◆ Written request
Using the data below, repeat all of it precisely.

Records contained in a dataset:
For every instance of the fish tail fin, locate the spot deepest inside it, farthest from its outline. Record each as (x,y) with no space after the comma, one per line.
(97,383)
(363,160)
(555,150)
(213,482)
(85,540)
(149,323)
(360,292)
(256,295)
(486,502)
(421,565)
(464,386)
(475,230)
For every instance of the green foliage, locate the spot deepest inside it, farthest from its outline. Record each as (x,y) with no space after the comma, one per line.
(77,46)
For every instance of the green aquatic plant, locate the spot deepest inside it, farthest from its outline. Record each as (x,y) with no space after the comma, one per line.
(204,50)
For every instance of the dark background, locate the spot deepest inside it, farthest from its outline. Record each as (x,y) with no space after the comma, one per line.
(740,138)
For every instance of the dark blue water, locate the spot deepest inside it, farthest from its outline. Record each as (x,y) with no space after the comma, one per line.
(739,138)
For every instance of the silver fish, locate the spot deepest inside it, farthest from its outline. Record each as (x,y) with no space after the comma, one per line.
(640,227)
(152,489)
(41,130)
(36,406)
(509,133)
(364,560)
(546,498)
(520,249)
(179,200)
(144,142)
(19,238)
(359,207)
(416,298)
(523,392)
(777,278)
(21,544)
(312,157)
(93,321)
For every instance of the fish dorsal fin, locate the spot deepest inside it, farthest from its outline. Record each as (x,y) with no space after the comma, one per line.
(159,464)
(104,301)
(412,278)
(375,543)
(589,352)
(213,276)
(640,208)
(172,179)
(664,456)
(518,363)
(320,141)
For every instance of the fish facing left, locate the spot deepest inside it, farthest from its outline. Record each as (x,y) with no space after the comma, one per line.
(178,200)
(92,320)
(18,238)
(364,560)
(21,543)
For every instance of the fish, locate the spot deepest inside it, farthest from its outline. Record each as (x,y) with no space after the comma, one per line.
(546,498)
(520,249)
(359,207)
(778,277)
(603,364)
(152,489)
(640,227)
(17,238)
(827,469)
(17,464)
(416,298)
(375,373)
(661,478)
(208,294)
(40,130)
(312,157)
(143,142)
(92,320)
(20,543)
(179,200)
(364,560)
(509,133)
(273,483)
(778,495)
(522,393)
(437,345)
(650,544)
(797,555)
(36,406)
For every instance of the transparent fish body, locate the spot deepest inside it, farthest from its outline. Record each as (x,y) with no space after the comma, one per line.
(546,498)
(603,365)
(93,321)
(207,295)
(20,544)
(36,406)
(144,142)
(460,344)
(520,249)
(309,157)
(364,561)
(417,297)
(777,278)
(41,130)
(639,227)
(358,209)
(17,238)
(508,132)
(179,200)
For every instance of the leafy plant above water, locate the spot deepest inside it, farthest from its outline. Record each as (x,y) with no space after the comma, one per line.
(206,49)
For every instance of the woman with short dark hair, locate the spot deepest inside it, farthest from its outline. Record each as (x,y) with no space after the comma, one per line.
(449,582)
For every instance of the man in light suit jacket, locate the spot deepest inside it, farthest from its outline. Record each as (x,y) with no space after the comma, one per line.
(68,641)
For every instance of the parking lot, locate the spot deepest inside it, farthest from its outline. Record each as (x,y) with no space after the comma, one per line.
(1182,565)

◆ Exercise response
For every instance of the fish tail fin, locate the spot deepest inside it, farthest from its outline. Record each as (x,y) with no space after the comma, one per line.
(97,383)
(363,160)
(555,150)
(213,482)
(85,540)
(149,323)
(360,292)
(256,295)
(486,502)
(421,565)
(464,386)
(475,230)
For every instance of the green foliage, locate the spot deepest inside it, farthest from its outline. Record each as (x,y) with no space after the comma, one per line.
(77,46)
For every instance of the green aquatic plant, locate the spot deepest inside it, farthest from its outline. Record each as (x,y) with no space after the comma, one per line.
(204,50)
For every instance of the dark background, locate the spot deepest inside it, farthest from its outline. Record each as (x,y) with no space after the comma, one per line.
(740,138)
For every instance of the dark blue water, locate the spot deepest inside it, farthest from its outline. Record each as (x,y) with no space after the comma, one per line.
(739,138)
For every instance of the silver fish, locate the spot deepest inside it, farthest from its outline. Record each as (x,y) with no space after the comma, one per line.
(640,227)
(152,489)
(41,130)
(36,406)
(509,133)
(364,560)
(546,498)
(520,249)
(179,200)
(144,142)
(19,238)
(359,207)
(416,298)
(523,392)
(777,278)
(21,544)
(312,157)
(93,321)
For every instance of the fish dorsal fin, locate the spot deepest inside it, farthest from its outline. Record each as (x,y) with no space after the comma, one per line.
(159,464)
(104,301)
(412,278)
(375,543)
(589,352)
(213,276)
(640,208)
(172,179)
(664,456)
(518,363)
(320,141)
For every instance of the fish facing left, locate the spot deepest inside it, farthest from its outline. Record each as (x,y) with no space after the comma, one per line.
(178,200)
(92,320)
(18,238)
(364,560)
(21,543)
For every instance of the fish, locate the spot deepest inside it, farthest from its outline. Record each as (x,y) with no space after the comma, one per line.
(546,498)
(520,249)
(359,207)
(778,277)
(603,364)
(152,489)
(640,227)
(17,238)
(827,469)
(17,464)
(416,298)
(375,373)
(661,478)
(208,294)
(40,130)
(312,157)
(143,142)
(92,320)
(20,543)
(179,200)
(364,560)
(509,133)
(273,483)
(778,495)
(522,393)
(437,345)
(650,544)
(797,555)
(36,406)
For every instance of the transparent fish body, locate the spot deepest inside it, farthest from its outline. Record each as (x,y) with no space after the comma, one per line.
(546,498)
(603,365)
(93,321)
(207,295)
(20,544)
(36,406)
(144,142)
(460,344)
(520,249)
(309,157)
(364,561)
(417,297)
(777,278)
(41,130)
(639,227)
(358,209)
(17,238)
(508,132)
(179,200)
For every instance of the leafy plant above water, locate the spot deepest inside it, farthest from its outline. Record each as (x,y) with no space after the comma, one per line.
(206,49)
For every instance of the woman with short dark hair, locate the spot deepest inside it, farthest from its outline. Record each as (x,y) with no space after the comma, one per line.
(449,582)
For every instance of the man in light suit jacket, locate the spot deepest inside it, farthest from its outline. Record each as (x,y) with no space after the comma, one per line.
(68,641)
For every instance of the parking lot, locate the spot deepest inside it, farthest from its outline. Record each as (x,y) with no space after the comma, one per line.
(1182,565)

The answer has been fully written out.